__What is asked__
Format the lines of the listing below, from the line with "In this exercise you will locate the black keyhole" to the line with "<point>862,359</point>", as a Markdown table with the columns Row and Line. Number each row and leave out blank lines.

──────── Dataset records

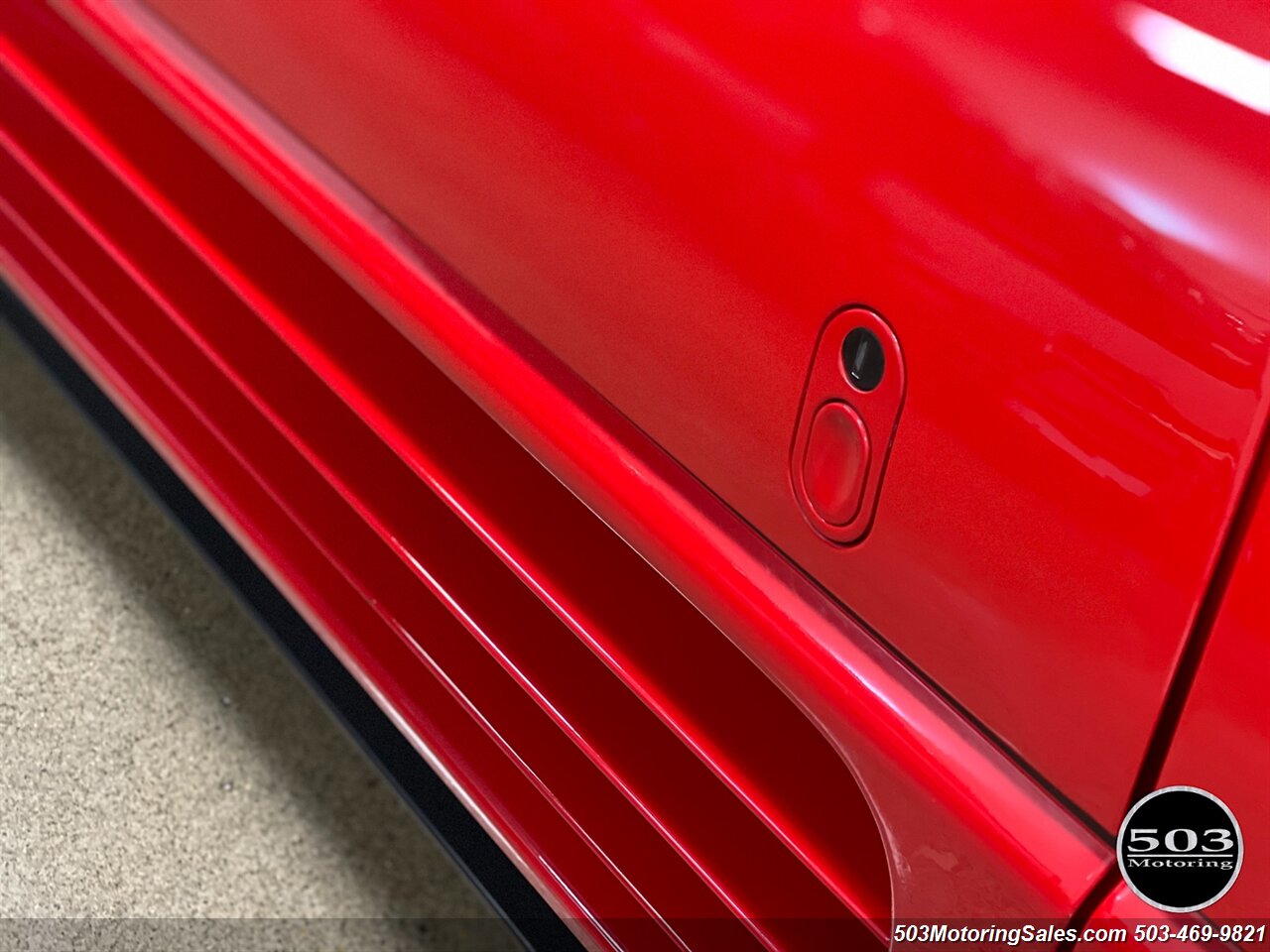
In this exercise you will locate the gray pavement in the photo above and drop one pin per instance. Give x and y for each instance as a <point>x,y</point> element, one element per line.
<point>159,761</point>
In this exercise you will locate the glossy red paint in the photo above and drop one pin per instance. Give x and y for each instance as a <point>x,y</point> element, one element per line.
<point>1123,910</point>
<point>1061,214</point>
<point>1222,743</point>
<point>548,670</point>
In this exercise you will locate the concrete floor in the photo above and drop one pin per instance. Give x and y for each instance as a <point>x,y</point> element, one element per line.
<point>158,758</point>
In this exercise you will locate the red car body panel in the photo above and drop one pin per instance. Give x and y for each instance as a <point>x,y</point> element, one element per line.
<point>1224,725</point>
<point>1067,236</point>
<point>509,416</point>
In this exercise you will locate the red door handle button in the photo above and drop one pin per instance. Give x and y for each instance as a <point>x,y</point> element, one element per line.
<point>835,463</point>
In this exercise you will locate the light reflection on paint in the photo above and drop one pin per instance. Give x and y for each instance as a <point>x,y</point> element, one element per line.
<point>1201,58</point>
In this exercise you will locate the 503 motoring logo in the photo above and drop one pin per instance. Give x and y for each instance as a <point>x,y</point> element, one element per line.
<point>1180,849</point>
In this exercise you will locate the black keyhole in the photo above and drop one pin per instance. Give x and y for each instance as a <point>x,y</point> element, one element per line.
<point>862,359</point>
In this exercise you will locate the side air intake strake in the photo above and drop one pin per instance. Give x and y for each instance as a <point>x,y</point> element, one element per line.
<point>627,752</point>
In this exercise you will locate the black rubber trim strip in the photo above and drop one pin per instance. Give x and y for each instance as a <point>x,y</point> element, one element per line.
<point>475,852</point>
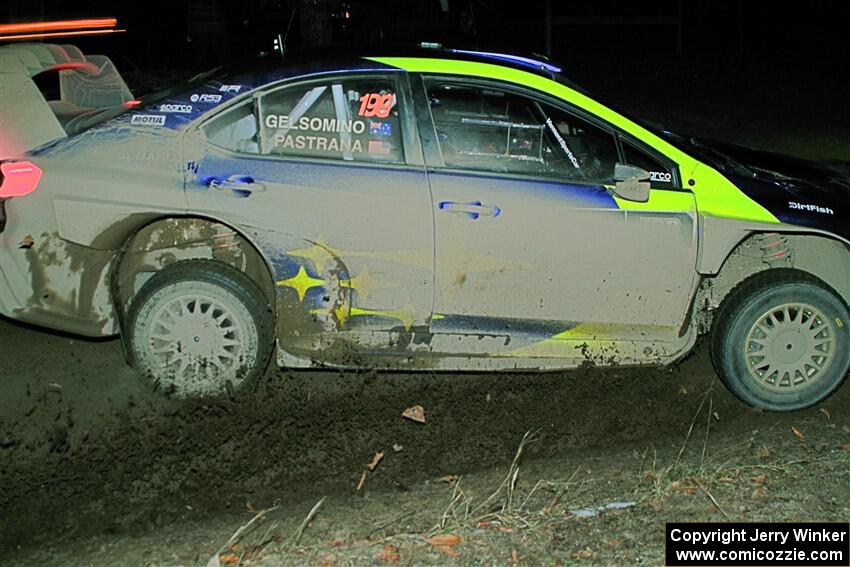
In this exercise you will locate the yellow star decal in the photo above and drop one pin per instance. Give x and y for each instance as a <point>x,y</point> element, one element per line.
<point>302,283</point>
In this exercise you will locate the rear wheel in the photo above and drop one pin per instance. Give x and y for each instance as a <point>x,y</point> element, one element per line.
<point>781,340</point>
<point>200,328</point>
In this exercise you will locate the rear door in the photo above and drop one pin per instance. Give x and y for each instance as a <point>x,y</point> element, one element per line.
<point>530,240</point>
<point>328,176</point>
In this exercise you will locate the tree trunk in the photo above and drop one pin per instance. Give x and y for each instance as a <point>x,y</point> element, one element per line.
<point>314,17</point>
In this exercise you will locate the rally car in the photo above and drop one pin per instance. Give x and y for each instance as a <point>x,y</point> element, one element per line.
<point>425,209</point>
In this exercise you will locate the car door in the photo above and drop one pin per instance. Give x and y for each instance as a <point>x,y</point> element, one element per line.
<point>530,242</point>
<point>327,177</point>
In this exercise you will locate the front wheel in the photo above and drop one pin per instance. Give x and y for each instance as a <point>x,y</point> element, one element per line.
<point>781,340</point>
<point>200,328</point>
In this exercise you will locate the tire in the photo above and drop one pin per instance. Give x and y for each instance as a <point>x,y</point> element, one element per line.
<point>781,340</point>
<point>200,329</point>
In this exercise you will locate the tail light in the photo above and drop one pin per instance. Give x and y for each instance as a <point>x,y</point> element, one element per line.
<point>18,178</point>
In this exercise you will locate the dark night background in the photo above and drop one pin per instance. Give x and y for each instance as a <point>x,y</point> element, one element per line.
<point>714,68</point>
<point>199,33</point>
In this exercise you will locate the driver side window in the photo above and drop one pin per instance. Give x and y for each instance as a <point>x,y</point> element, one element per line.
<point>483,128</point>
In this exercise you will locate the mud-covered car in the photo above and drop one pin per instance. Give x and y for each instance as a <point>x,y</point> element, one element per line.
<point>432,209</point>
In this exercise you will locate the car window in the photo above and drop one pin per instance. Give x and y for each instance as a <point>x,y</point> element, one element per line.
<point>659,174</point>
<point>496,130</point>
<point>353,119</point>
<point>235,130</point>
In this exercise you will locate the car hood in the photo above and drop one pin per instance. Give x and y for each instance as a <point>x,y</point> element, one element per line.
<point>796,191</point>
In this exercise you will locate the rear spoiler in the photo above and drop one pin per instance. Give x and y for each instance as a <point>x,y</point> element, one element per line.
<point>86,82</point>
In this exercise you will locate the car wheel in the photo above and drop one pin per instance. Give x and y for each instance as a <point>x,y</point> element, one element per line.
<point>781,340</point>
<point>200,328</point>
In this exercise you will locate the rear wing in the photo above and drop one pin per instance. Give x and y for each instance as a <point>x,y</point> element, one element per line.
<point>27,119</point>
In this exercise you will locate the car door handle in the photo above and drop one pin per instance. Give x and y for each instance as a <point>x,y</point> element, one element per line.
<point>472,209</point>
<point>240,183</point>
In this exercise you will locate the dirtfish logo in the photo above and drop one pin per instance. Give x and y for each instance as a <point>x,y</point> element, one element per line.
<point>811,208</point>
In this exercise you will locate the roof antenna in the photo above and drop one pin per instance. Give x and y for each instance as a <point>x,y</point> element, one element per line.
<point>280,40</point>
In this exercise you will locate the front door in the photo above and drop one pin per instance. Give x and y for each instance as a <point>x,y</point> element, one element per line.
<point>530,243</point>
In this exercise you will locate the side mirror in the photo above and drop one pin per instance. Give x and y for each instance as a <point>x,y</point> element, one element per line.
<point>632,183</point>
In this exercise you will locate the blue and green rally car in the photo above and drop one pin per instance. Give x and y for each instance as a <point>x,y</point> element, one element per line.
<point>422,209</point>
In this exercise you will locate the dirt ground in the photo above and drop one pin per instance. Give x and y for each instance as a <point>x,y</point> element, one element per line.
<point>506,469</point>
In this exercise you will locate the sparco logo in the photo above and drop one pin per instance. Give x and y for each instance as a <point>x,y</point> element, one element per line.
<point>148,120</point>
<point>205,98</point>
<point>812,208</point>
<point>185,108</point>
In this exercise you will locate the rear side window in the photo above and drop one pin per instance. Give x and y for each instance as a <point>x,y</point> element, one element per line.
<point>489,129</point>
<point>349,119</point>
<point>660,175</point>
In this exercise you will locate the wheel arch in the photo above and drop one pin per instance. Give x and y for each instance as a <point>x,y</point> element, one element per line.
<point>161,240</point>
<point>752,251</point>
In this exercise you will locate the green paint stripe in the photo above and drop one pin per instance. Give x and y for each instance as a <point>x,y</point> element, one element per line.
<point>715,194</point>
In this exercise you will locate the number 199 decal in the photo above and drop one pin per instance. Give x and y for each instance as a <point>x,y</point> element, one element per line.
<point>374,104</point>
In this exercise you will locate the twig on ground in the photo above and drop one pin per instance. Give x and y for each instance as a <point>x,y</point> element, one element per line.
<point>713,500</point>
<point>707,430</point>
<point>510,480</point>
<point>214,561</point>
<point>693,422</point>
<point>300,531</point>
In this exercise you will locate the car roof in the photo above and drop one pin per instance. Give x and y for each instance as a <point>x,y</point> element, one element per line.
<point>350,57</point>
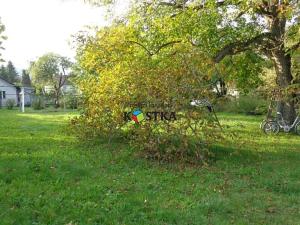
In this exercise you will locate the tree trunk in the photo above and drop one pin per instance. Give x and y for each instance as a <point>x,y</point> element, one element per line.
<point>282,63</point>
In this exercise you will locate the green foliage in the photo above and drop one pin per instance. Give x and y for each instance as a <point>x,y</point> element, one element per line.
<point>38,103</point>
<point>120,73</point>
<point>10,103</point>
<point>2,38</point>
<point>51,70</point>
<point>72,101</point>
<point>248,104</point>
<point>9,73</point>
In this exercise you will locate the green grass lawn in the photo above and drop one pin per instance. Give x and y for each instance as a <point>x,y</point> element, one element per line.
<point>47,177</point>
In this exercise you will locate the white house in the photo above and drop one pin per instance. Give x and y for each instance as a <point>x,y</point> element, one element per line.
<point>11,91</point>
<point>8,91</point>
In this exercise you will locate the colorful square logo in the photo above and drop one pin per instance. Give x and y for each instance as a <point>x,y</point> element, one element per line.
<point>137,116</point>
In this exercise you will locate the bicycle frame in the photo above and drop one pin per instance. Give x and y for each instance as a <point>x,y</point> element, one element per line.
<point>282,123</point>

────────────────

__Full output__
| Row | Line |
|---|---|
| 1 | In this exercise you will locate the black keyhole in the photo above and drop one pin per instance. Give x and y for each instance as a <point>x,y</point> element, one element per line. |
| 2 | <point>862,359</point> |